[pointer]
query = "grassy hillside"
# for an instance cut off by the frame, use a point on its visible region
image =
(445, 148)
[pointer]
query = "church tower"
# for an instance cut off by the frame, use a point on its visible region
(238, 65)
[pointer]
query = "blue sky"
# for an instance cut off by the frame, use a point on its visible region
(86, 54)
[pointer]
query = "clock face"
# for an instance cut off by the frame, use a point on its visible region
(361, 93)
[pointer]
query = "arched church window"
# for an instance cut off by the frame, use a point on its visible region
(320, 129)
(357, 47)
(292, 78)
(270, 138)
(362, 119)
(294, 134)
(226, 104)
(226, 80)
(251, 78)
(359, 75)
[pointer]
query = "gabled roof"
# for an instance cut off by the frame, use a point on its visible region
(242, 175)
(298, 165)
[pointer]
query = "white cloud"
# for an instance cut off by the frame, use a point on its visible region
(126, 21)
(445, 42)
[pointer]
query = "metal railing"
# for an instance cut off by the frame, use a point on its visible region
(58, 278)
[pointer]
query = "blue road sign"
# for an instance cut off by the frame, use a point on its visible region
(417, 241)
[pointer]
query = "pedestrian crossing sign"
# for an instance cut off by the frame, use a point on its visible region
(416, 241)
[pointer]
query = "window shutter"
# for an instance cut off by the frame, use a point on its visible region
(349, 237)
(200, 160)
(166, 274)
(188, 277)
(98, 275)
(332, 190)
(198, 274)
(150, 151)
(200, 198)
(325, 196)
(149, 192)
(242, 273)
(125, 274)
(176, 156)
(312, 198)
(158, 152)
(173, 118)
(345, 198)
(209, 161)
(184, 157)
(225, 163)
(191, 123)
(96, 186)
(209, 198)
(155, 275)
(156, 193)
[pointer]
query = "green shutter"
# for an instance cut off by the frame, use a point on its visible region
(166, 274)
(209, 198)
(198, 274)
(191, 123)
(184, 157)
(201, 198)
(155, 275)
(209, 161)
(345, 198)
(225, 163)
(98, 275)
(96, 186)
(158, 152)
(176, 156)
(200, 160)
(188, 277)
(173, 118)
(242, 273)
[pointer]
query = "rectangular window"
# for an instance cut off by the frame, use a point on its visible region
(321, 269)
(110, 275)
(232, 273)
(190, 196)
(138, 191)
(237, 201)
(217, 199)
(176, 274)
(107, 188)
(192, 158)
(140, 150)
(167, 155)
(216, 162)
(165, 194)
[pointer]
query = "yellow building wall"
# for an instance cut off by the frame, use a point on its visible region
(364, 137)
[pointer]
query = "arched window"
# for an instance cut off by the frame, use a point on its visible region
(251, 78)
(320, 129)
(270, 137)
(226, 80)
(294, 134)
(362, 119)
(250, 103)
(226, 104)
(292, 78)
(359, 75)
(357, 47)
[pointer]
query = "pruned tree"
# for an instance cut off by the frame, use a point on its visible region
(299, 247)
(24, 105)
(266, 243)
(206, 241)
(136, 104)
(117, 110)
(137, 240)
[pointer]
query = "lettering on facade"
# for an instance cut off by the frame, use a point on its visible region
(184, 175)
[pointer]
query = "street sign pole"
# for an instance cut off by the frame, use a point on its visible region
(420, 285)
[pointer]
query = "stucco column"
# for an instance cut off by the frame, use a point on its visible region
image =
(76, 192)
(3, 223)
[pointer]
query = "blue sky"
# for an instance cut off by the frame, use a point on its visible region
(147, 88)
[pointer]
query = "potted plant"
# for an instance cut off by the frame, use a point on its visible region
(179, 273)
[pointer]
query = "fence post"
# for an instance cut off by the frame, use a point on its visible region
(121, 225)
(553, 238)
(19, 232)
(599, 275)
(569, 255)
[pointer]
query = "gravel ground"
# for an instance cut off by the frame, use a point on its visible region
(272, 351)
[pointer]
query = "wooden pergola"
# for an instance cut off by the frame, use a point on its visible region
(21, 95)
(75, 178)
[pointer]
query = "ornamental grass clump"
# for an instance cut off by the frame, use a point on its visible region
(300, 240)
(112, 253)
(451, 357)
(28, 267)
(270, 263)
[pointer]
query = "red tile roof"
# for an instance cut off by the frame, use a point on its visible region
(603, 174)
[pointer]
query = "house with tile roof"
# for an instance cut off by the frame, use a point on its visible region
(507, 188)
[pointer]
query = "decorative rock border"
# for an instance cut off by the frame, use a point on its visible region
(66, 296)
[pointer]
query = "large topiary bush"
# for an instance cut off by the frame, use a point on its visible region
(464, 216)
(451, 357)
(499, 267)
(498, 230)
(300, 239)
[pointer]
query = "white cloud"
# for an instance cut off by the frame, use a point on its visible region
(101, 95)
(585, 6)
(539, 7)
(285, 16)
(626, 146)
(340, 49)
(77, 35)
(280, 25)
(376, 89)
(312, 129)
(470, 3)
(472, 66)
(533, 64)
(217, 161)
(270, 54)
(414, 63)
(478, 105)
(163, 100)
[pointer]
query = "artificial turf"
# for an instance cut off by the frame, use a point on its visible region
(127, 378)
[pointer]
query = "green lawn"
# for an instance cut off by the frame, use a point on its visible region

───

◆ **Challenge**: Output the lines above verbatim and in full.

◆ **Task response**:
[pointer]
query = "grassy hillside"
# for an instance cut off by the frame, use a point on its visible region
image =
(445, 148)
[pointer]
query = "church tower"
# for an instance cut off by the frame, use a point on its visible region
(238, 65)
[pointer]
query = "blue sky"
# for an instance cut off by the frame, use a point on its visible region
(86, 54)
[pointer]
query = "clock face"
# for an instance cut off by the frame, use a point on its visible region
(361, 93)
[pointer]
query = "arched church window"
# for an instance cut off by the frame, use a point on its visible region
(320, 129)
(357, 47)
(292, 78)
(270, 138)
(362, 119)
(294, 134)
(226, 104)
(226, 80)
(251, 78)
(359, 75)
[pointer]
query = "gabled roof"
# for an instance cut off by the frame, use a point on its visible region
(242, 175)
(298, 165)
[pointer]
query = "white cloud"
# for an instance cut off by the frame, use a point on its visible region
(126, 21)
(445, 42)
[pointer]
query = "metal railing"
# for an instance cut off by the frame, use a point on its visible region
(58, 278)
[pointer]
query = "blue road sign"
# for an instance cut off by the frame, use a point on its visible region
(417, 241)
[pointer]
query = "pedestrian crossing sign"
# for an instance cut off by the frame, use a point on its visible region
(416, 241)
[pointer]
query = "window shutter"
# for an instance cut off by the frame, use a point on its visible region
(349, 237)
(200, 160)
(166, 274)
(188, 277)
(98, 275)
(332, 190)
(198, 274)
(150, 151)
(200, 198)
(325, 196)
(149, 192)
(242, 273)
(125, 274)
(176, 156)
(312, 198)
(158, 152)
(173, 118)
(345, 198)
(209, 161)
(184, 157)
(225, 163)
(191, 123)
(96, 186)
(209, 198)
(155, 275)
(156, 193)
[pointer]
query = "green shutter"
# for an instance cut off by the frame, use a point on its visible region
(166, 274)
(209, 198)
(198, 274)
(191, 123)
(184, 157)
(201, 198)
(155, 275)
(209, 161)
(345, 198)
(225, 163)
(98, 275)
(96, 186)
(158, 152)
(176, 156)
(200, 160)
(188, 277)
(173, 118)
(242, 273)
[pointer]
query = "rectangular window"
# for an instance cut off by the frame, use a point on its visible region
(321, 269)
(110, 275)
(232, 273)
(190, 196)
(138, 191)
(237, 201)
(217, 199)
(176, 274)
(107, 188)
(192, 158)
(140, 150)
(167, 155)
(216, 162)
(165, 194)
[pointer]
query = "yellow building wall"
# for an instance cut off by the frame, use a point on its visible region
(364, 137)
[pointer]
query = "arched window"
# for an instance cut off by the frame, use a point on its visible region
(251, 78)
(320, 129)
(270, 137)
(226, 80)
(294, 134)
(362, 119)
(250, 103)
(226, 104)
(292, 78)
(359, 75)
(357, 47)
[pointer]
query = "pruned tree"
# for an instance cut off by the frame, use a point on its visible region
(299, 247)
(24, 105)
(266, 243)
(206, 241)
(136, 104)
(117, 110)
(137, 240)
[pointer]
query = "lettering on facade"
# for an instance cut off by the frame, use a point on its visible region
(184, 175)
[pointer]
query = "street sign pole"
# for an instance cut off by the frame, use a point on its visible region
(420, 285)
[pointer]
query = "stucco column"
# for an instance cut off by the frame, use a point on its visible region
image =
(76, 192)
(3, 223)
[pointer]
query = "blue sky"
# for an instance cut off by the frame, use a point on its visible region
(147, 88)
[pointer]
query = "potted plant"
# for an instance cut off by the frame, use a point on its visible region
(179, 273)
[pointer]
query = "fence post"
# for an instance cut off by the frame, use a point on its visible region
(121, 225)
(553, 238)
(19, 232)
(599, 275)
(569, 255)
[pointer]
query = "gravel ground"
# for an instance cut off by the frame, use a point on its visible region
(272, 351)
[pointer]
query = "wooden pergola"
# for an instance cut off by the frame, use a point on its visible region
(21, 95)
(75, 178)
[pointer]
query = "ornamental grass clump"
# for an instance cut off by the frame, use a point on its visible region
(300, 240)
(112, 253)
(451, 357)
(28, 267)
(270, 263)
[pointer]
query = "red tile roof"
# for an instance cut off by the frame, use a point on its visible region
(603, 174)
[pointer]
query = "house with tile roof"
# for an instance cut off by the frame, use a point on its visible region
(507, 188)
[pointer]
query = "decorative rock border"
# for an instance cut off by the frame, use a point on its visible region
(66, 296)
[pointer]
query = "large topiary bush"
# for an instance cut off by the frame, use a point on its visible region
(464, 216)
(451, 357)
(499, 267)
(498, 230)
(300, 239)
[pointer]
query = "white cloud"
# for an instance cut off by the frame, use a point on its visible region
(101, 95)
(585, 6)
(539, 7)
(285, 16)
(626, 146)
(340, 49)
(77, 35)
(280, 25)
(376, 89)
(312, 129)
(470, 3)
(472, 66)
(533, 64)
(217, 161)
(270, 54)
(414, 63)
(478, 105)
(163, 100)
[pointer]
query = "artificial turf"
# for an instance cut off by the frame, use a point on its visible region
(127, 378)
[pointer]
query = "green lawn"
# for an instance cut off by the frame, use a point on its visible region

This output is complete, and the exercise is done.